A surgeon who also makes the cut as TV host
New York: Barack Obama's choice for surgeon-general is a television correspondent who has interrupted a television assignment to perform emergency brain surgery and gotten into an argument on air with leftist filmmaker Michael Moore.
Dr Sanjay Gupta, a practising neurosurgeon, is also one of CNN's busiest personalities and has been named one of People magazine's "sexiest men alive".
He has a weekend health show on CNN and has travelled across America for a series on the dangers of obesity called Fit Nation.
While he works at CNN and for CBS News, Gupta is also a faculty member at the neurology department at Emory University School of Medicine in Atlanta. He performs surgery at Emory University Hospital and Grady Memorial Hospital.
White House fellow
Gupta, 39, is no stranger to the White House; he was one of 15 White House fellows appointed in 1997 and he advised Hillary Clinton while she was first lady.

________

Problems to solve →
1. Do these statements agree with the Sanjay Gupta article? (a) Gupta was among the White House fellows appointed in 1997. (b) Gupta's weekend health show airs on CBS News. (c) Gupta performs surgery at only one hospital. Answer yes or no for each and quote the words from the article that decide it.
2. Carry on the Sanjay Gupta article from its final sentence, keeping to its news style.

Saved data entries
________

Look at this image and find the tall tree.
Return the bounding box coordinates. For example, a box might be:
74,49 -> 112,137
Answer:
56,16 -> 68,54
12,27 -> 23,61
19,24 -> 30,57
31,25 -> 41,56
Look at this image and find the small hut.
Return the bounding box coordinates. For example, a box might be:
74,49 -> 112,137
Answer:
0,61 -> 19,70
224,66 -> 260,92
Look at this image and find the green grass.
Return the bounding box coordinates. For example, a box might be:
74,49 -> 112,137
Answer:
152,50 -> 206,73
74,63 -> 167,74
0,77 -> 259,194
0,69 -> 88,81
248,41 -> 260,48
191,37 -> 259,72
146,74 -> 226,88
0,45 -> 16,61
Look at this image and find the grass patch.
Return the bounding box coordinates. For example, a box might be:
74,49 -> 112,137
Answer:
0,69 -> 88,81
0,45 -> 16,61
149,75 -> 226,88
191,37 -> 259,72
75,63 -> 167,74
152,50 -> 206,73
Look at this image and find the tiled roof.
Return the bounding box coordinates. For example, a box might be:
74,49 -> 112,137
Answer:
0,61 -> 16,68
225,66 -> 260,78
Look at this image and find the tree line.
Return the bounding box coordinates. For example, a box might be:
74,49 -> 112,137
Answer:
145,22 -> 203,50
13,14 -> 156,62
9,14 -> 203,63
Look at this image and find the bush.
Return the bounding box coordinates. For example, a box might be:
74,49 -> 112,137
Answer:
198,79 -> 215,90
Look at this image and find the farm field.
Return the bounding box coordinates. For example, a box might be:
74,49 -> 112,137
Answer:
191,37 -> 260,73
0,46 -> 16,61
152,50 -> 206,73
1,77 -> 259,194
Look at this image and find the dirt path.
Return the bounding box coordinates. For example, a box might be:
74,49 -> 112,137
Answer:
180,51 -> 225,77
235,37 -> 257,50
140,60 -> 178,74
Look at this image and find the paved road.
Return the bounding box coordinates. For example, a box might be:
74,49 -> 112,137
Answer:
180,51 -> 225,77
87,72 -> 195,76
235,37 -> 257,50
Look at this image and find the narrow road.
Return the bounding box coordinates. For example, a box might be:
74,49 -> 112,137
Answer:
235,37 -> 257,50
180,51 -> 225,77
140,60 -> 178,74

________

Outputs in order →
1.
(a) Yes: "he was one of 15 White House fellows appointed in 1997"
(b) No: "He has a weekend health show on CNN"
(c) No: "He performs surgery at Emory University Hospital and Grady Memorial Hospital."

2.
Gupta joined CNN in 2001 as a health correspondent. In addition to efforts like "Fit Nation" and 2008 documentaries on the health toll taken on presidents, Gupta has talked about health angles of the 2001 terrorist attacks, the war in Iraq and Hurricane Katrina. Since 2006, he's also had a contract with CBS News to do health stories on the CBS Evening News.
"He's an amazing communicator," said CBS News president Sean McManus. "He has a way of breaking down the most complicated medical and health issues into language that everyone understands. He's very, very likable and he has the ultimate credibility in that he is literally a brain surgeon."
Gupta took on Sicko filmmaker Moore in 2007, saying in a fact-checking report that Moore had fudged some facts in his documentary on the US healthcare system. "I and others are going to be a lot more sceptical with what I see on CNN," Moore retorted.